## [Exercise objective]
Leave every image out, and return the rest of the data word for word.

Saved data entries
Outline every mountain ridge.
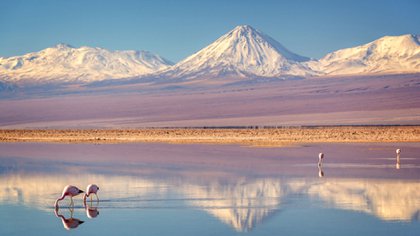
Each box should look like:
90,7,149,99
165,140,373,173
0,26,419,87
307,34,420,75
0,44,173,83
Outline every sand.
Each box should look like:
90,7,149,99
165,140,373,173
1,126,419,146
1,74,420,129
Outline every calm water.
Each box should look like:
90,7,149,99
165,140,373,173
0,142,419,235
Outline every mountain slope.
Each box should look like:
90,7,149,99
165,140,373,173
0,44,173,83
158,25,316,80
308,34,420,75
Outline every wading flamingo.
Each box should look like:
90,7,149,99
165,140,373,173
318,153,324,166
396,148,401,169
83,184,100,203
55,185,84,208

## [Exercise output]
Outline every mountain ridge.
Each box should look like:
90,7,149,99
165,140,373,173
0,26,419,87
307,34,420,75
0,44,173,83
Outline every sand.
Each box should look like:
90,7,149,99
165,140,373,173
1,126,419,146
1,74,420,129
Outline every calm water.
Each box should look like:
90,7,149,99
165,140,373,173
0,142,419,235
Outline every mountain slope.
Each box should look like:
90,7,149,99
165,140,373,173
0,44,173,83
158,25,316,80
308,34,420,75
Outline every wading flamingo.
Each box should look like:
90,7,149,99
165,140,373,173
318,153,324,166
396,148,401,169
83,184,100,203
55,185,84,208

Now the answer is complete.